[Tasks to carry out]
[a] From the LabVIEW thread, output the stretch from "That could definitely" through "fixes the problem..".
[b] Render this sentence from the LabVIEW thread in Spanish: "Change the clock for that loop to the new 30 MHz clock."

[Page extract]
>> BEGIN
LabVIEW

I had the same problem with the FPGA PID vi.  I thought it was due to a few minor changes I made to the code, but it could be the original code.

The way to solve it is to convert the Express vi to a regular vi so you can edit it.  Create a 30 MHz clock.  Inside the PID code you will find a Timed Loop.  Change the clock for that loop to the new 30 MHz clock.  Problem fixed.

Bruce

Thanks for the tip, Bruce.

That could definitely come in handy...  but there's probably no way to set it up as a subvi so that it runs at 80 MHz...  right?

No way for it to work at 80 MHz.  The vi is currently set up to run through the SCTL loop three times at 40 MHz for each PID.  I think the timing is tight each time through the loop, which is why reducing the speed to 30 MHz fixes the problem..
>> END
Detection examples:
>> BEGIN
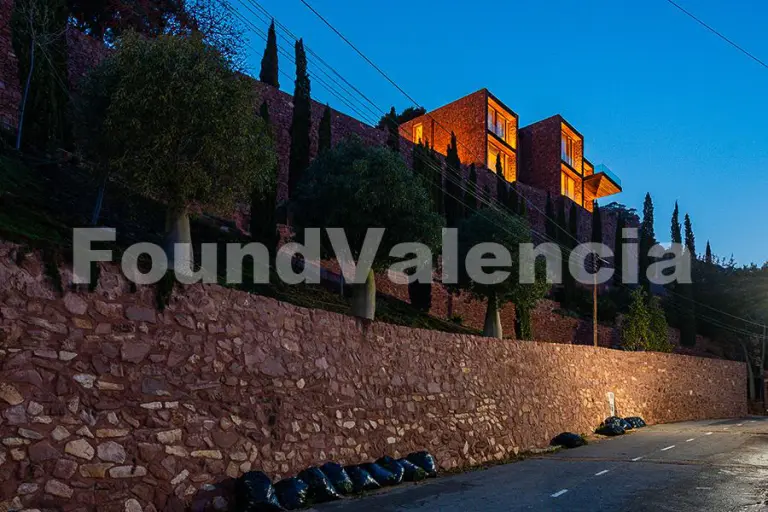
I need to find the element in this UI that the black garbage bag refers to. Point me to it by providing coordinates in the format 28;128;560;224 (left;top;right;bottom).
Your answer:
320;462;354;494
376;455;405;485
595;423;624;436
275;477;309;510
603;416;633;430
344;466;381;494
397;459;427;482
549;432;587;448
406;452;437;478
362;462;400;487
235;471;283;512
299;468;341;503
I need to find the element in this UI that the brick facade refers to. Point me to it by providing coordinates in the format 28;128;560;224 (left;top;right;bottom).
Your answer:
0;243;747;512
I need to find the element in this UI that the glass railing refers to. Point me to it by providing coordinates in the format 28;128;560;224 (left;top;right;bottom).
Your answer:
595;164;621;187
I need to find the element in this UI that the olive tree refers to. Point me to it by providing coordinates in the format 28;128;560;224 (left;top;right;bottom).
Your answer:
292;138;443;320
455;208;549;339
77;34;275;271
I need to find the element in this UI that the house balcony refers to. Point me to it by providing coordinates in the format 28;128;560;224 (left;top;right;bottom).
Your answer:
584;165;622;200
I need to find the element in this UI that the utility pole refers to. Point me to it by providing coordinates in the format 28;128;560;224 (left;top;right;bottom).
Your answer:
592;268;597;346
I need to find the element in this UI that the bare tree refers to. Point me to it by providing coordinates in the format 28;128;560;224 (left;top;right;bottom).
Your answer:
12;0;66;150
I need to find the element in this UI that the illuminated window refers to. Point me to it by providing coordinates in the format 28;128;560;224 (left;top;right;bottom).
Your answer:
488;144;510;181
560;172;576;201
413;123;424;144
488;105;512;142
562;133;576;167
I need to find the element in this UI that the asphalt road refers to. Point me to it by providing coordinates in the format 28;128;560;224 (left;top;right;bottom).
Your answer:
316;417;768;512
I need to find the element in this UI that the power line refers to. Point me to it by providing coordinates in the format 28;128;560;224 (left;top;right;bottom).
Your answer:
664;0;768;68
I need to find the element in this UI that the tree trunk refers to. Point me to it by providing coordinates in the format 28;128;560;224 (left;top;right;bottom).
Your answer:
741;343;755;400
515;307;533;341
91;174;108;226
165;207;195;274
16;32;35;151
483;293;503;339
351;269;376;320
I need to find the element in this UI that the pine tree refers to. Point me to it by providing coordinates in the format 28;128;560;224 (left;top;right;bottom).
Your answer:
317;105;331;155
638;194;656;297
445;132;464;228
544;192;557;242
613;212;626;287
464;164;479;217
684;213;696;260
288;39;312;194
259;20;280;88
670;201;683;244
385;107;400;153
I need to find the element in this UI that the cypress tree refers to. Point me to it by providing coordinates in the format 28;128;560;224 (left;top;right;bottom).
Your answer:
317;105;331;155
259;20;280;87
445;132;464;228
638;194;656;297
496;153;509;208
288;39;312;194
259;100;272;126
568;202;579;245
427;143;445;215
679;213;696;347
670;201;683;244
507;181;520;215
385;107;400;153
250;101;280;257
464;164;480;217
613;212;626;287
684;213;696;260
544;192;557;242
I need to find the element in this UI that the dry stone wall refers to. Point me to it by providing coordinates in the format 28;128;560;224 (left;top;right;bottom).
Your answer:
0;243;746;511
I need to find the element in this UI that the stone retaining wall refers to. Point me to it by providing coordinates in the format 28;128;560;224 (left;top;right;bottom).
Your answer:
0;243;746;512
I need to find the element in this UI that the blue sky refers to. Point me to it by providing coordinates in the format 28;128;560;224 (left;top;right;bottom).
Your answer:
242;0;768;263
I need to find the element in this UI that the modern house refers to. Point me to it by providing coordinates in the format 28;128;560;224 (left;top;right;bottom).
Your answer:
519;115;622;211
400;89;518;182
400;89;622;211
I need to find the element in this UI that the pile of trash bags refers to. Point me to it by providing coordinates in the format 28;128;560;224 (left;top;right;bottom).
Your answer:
235;451;437;512
595;416;646;436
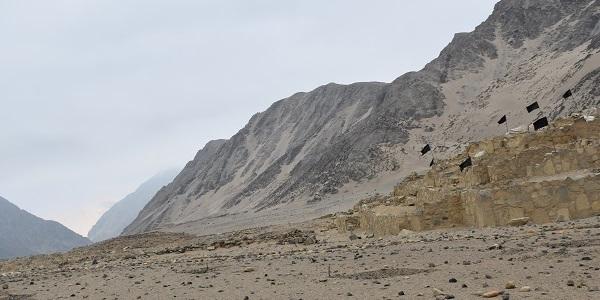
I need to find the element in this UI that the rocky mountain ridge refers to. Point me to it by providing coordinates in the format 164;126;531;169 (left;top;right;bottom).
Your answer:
0;197;90;259
124;0;600;234
88;170;179;242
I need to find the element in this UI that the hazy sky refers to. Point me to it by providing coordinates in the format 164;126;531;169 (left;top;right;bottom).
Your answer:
0;0;497;235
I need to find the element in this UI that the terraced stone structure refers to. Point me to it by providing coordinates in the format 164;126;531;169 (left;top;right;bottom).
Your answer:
336;115;600;236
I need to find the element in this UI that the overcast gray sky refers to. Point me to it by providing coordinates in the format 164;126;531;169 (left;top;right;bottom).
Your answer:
0;0;497;235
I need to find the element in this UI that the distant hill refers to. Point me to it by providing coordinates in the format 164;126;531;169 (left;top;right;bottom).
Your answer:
88;170;179;242
0;197;90;259
125;0;600;234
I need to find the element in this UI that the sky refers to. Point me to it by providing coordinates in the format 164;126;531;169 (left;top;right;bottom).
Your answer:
0;0;497;235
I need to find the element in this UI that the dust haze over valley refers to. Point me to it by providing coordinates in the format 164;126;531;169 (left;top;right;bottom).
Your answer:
0;0;600;300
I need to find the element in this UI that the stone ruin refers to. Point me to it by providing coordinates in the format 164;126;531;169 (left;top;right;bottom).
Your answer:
335;111;600;236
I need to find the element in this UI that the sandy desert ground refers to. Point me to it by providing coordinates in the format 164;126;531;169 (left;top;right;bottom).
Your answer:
0;217;600;300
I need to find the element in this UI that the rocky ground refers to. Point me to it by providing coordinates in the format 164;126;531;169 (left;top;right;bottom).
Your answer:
0;217;600;299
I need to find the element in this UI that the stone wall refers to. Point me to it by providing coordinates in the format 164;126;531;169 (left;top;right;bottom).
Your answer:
336;117;600;235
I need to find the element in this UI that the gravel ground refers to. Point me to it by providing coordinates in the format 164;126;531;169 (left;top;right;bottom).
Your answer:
0;217;600;300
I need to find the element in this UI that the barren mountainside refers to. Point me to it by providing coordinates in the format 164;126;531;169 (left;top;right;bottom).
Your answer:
88;170;178;242
124;0;600;234
0;197;90;259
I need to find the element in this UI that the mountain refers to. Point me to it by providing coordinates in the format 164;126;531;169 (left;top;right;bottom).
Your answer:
124;0;600;234
0;197;90;259
88;170;179;242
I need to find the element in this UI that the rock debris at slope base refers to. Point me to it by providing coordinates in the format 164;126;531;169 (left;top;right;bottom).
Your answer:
0;217;600;299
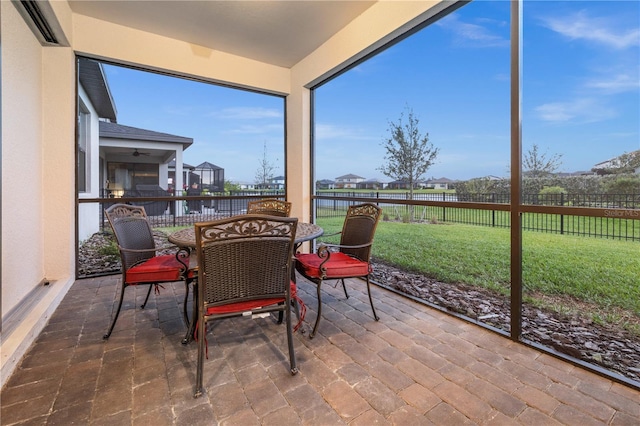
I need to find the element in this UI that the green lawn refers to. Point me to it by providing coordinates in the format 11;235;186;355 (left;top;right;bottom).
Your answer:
318;218;640;316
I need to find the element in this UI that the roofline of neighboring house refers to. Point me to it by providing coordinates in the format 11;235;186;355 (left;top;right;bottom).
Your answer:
100;121;193;149
78;58;117;123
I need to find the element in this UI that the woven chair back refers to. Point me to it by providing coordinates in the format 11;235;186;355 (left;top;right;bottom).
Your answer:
340;203;382;262
105;204;156;270
195;215;298;310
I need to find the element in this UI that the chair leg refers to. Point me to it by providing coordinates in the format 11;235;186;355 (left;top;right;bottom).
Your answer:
182;279;198;345
278;303;284;324
102;282;127;340
284;305;298;375
193;315;207;398
340;278;349;299
309;281;322;339
140;284;156;309
182;280;190;328
367;275;380;321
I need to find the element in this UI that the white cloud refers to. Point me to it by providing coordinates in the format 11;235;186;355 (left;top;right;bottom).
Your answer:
535;98;616;123
436;14;509;47
211;107;282;120
315;123;382;142
585;73;640;94
543;11;640;49
223;124;284;135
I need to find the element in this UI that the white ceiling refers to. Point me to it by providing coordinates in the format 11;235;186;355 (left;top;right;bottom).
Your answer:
69;0;375;68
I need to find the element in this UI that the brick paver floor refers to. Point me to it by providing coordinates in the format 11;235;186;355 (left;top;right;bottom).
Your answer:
0;276;640;426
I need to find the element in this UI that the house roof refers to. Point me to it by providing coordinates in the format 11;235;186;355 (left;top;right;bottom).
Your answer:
78;58;117;123
336;174;364;180
69;0;377;68
196;161;223;170
169;160;196;170
427;178;453;183
100;121;193;149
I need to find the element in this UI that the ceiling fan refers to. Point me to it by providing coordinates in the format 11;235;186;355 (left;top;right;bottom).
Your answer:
131;148;151;157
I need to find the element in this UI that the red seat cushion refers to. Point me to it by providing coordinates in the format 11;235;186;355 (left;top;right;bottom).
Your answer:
125;254;184;284
296;252;370;278
207;281;297;315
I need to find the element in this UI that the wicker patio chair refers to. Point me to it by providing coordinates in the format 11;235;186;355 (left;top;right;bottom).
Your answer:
295;203;382;338
194;215;298;397
247;198;291;217
103;204;188;339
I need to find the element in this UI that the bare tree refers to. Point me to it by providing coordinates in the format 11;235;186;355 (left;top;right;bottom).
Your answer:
522;144;562;178
378;108;439;219
255;142;276;188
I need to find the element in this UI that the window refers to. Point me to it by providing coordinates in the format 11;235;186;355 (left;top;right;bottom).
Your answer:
78;101;91;192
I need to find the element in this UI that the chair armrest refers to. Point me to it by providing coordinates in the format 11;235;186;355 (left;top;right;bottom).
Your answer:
316;241;373;275
118;246;158;254
316;241;373;257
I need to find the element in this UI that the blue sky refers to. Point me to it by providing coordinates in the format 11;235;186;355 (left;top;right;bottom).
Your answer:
102;1;640;182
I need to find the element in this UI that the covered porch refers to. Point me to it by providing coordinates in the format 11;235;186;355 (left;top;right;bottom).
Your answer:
1;275;640;426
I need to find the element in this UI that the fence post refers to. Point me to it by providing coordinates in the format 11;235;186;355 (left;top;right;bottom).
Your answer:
560;192;564;235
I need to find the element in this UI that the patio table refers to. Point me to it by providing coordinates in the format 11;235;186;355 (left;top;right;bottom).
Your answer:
168;222;324;345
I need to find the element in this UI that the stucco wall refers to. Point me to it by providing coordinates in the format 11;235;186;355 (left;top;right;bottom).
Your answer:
0;1;75;385
0;2;45;316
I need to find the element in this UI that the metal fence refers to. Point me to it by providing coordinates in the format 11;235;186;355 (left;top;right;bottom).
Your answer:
316;191;640;241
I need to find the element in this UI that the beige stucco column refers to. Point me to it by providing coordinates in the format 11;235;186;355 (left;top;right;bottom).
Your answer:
286;81;311;222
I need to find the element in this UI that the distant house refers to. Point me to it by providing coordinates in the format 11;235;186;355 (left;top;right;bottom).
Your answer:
255;176;285;190
316;179;336;189
335;174;364;189
591;150;640;173
193;161;224;192
233;182;256;189
269;176;285;189
387;179;427;189
77;58;193;240
425;177;453;190
168;160;195;192
357;179;385;189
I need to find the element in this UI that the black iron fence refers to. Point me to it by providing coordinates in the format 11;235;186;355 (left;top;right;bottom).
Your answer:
80;191;640;241
316;191;640;241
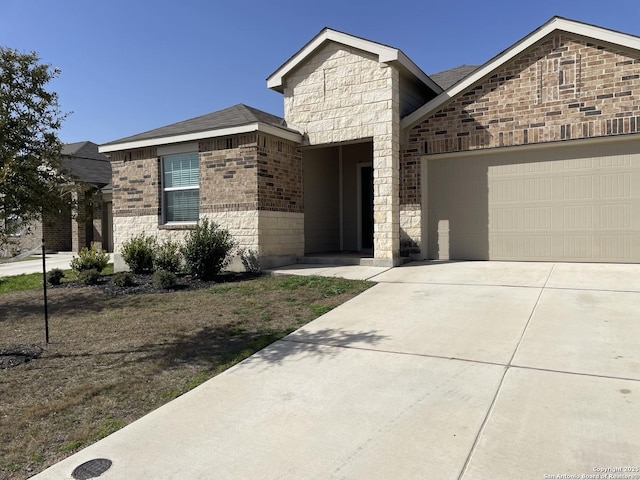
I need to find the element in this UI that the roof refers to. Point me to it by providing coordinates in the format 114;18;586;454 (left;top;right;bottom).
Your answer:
400;17;640;129
99;104;300;152
62;141;111;187
267;27;442;93
429;65;478;90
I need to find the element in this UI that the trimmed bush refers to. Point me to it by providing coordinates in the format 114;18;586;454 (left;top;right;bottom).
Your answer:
111;272;136;287
180;218;235;280
152;270;178;290
153;240;182;273
47;268;64;285
71;245;109;274
122;233;158;273
78;268;100;285
238;248;261;273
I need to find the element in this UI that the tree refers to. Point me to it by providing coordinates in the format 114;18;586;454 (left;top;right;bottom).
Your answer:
0;47;67;246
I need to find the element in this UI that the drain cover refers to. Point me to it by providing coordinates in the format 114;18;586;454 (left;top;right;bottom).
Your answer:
71;458;111;480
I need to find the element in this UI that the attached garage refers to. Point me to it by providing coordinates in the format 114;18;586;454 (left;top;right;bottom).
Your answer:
423;137;640;262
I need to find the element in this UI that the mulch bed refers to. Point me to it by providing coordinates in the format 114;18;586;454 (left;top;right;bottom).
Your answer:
0;345;42;370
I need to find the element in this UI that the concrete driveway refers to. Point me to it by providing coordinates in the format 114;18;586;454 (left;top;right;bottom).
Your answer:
27;262;640;480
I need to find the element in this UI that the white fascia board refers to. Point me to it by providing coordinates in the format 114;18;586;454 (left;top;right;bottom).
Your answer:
400;17;640;130
98;123;302;153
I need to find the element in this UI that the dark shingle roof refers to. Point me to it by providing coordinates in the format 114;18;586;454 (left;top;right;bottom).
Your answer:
429;65;478;90
62;142;111;187
104;103;287;145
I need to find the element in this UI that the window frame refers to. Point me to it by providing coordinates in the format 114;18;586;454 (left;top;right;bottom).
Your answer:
159;150;200;226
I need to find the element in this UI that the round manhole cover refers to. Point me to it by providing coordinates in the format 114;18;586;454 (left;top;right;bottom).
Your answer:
71;458;111;480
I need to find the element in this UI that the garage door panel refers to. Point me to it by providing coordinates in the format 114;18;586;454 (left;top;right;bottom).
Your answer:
428;140;640;262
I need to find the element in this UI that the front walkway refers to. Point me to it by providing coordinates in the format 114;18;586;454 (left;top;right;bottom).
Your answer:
34;262;640;480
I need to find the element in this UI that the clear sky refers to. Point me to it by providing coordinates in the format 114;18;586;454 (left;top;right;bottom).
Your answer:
0;0;640;143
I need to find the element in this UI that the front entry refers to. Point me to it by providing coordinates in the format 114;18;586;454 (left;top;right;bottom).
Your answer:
302;141;374;254
358;164;373;250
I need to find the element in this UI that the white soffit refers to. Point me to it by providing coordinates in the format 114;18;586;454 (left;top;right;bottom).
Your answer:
400;17;640;129
98;123;302;153
267;28;442;93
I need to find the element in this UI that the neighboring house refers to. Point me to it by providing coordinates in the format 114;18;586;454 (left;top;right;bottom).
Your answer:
3;142;113;253
100;17;640;266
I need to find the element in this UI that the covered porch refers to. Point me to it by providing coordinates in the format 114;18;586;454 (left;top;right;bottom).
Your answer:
302;139;374;259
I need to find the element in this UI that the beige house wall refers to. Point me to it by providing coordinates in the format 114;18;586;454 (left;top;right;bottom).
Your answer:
284;42;400;265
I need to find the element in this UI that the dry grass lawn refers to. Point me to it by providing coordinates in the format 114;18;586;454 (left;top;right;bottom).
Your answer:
0;276;371;480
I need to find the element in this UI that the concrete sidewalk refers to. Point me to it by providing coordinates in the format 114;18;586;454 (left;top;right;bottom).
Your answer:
26;262;640;480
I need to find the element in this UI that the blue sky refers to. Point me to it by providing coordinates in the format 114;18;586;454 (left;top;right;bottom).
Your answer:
0;0;640;143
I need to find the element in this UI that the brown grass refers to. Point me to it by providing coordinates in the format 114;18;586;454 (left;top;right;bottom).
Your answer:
0;277;371;480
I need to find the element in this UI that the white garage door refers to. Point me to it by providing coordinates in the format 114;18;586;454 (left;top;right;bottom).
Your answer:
428;140;640;262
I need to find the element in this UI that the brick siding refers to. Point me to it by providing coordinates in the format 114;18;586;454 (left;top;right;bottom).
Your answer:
408;33;640;155
257;134;304;213
400;32;640;253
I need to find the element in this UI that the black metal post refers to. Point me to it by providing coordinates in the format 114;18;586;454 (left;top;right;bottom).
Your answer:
42;238;49;343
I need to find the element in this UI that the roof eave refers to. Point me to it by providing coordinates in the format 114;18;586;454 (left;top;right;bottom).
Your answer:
98;122;302;153
400;17;640;130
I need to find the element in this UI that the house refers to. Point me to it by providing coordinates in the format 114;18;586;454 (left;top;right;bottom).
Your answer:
100;17;640;266
4;141;113;252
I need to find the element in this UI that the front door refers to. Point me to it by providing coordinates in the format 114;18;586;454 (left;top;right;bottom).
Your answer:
358;164;373;250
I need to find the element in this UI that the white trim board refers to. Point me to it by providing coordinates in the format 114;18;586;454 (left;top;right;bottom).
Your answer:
98;122;302;153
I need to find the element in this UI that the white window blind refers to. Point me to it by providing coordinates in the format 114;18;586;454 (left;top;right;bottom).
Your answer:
162;153;200;223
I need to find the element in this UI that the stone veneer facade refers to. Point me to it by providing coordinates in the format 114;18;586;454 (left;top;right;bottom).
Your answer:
284;42;400;266
400;32;640;256
111;132;304;267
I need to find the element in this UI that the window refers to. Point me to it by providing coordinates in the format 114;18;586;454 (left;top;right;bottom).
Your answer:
162;153;200;223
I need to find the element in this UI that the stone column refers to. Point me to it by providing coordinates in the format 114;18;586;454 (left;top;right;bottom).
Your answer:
90;190;104;250
71;187;87;252
373;67;400;266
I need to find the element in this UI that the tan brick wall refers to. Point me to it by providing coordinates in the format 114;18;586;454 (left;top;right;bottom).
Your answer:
257;134;304;213
400;33;640;253
111;133;304;266
110;148;160;219
408;33;640;155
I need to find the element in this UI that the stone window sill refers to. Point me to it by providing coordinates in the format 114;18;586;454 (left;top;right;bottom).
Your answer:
158;223;196;230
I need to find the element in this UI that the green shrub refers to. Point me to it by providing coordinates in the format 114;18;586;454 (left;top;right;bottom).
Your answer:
180;218;235;280
71;245;109;273
238;248;260;273
152;270;178;290
78;268;100;285
122;233;157;273
153;240;182;273
111;272;136;287
47;268;64;285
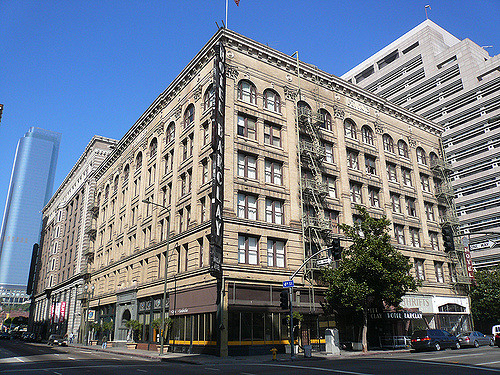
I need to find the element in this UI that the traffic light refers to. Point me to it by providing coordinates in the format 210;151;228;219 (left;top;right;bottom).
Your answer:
442;224;455;252
280;289;290;310
331;237;342;260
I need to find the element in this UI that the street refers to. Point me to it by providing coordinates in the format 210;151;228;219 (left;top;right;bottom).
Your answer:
0;340;500;375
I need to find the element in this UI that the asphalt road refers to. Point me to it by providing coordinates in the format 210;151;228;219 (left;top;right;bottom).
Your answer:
0;340;500;375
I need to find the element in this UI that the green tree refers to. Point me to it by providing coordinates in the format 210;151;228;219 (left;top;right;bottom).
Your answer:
470;267;500;333
322;206;419;352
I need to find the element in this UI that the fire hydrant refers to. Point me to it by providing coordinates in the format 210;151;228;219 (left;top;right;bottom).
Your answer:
270;348;278;361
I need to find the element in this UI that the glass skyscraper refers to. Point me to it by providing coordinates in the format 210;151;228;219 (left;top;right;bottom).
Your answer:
0;127;61;291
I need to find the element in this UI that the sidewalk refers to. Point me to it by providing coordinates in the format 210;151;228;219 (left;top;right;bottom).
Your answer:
69;344;409;365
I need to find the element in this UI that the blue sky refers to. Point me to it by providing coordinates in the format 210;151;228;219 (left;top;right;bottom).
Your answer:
0;0;500;222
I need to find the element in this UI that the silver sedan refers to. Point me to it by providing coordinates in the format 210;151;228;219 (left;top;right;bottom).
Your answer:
457;331;493;348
>> END
[Results of the tasks]
[a]
That could definitely come in handy...  but there's probably no way to set it up as a subvi so that it runs at 80 MHz...  right?

No way for it to work at 80 MHz.  The vi is currently set up to run through the SCTL loop three times at 40 MHz for each PID.  I think the timing is tight each time through the loop, which is why reducing the speed to 30 MHz fixes the problem..

[b] Cambia el reloj de ese bucle al nuevo reloj de 30 MHz.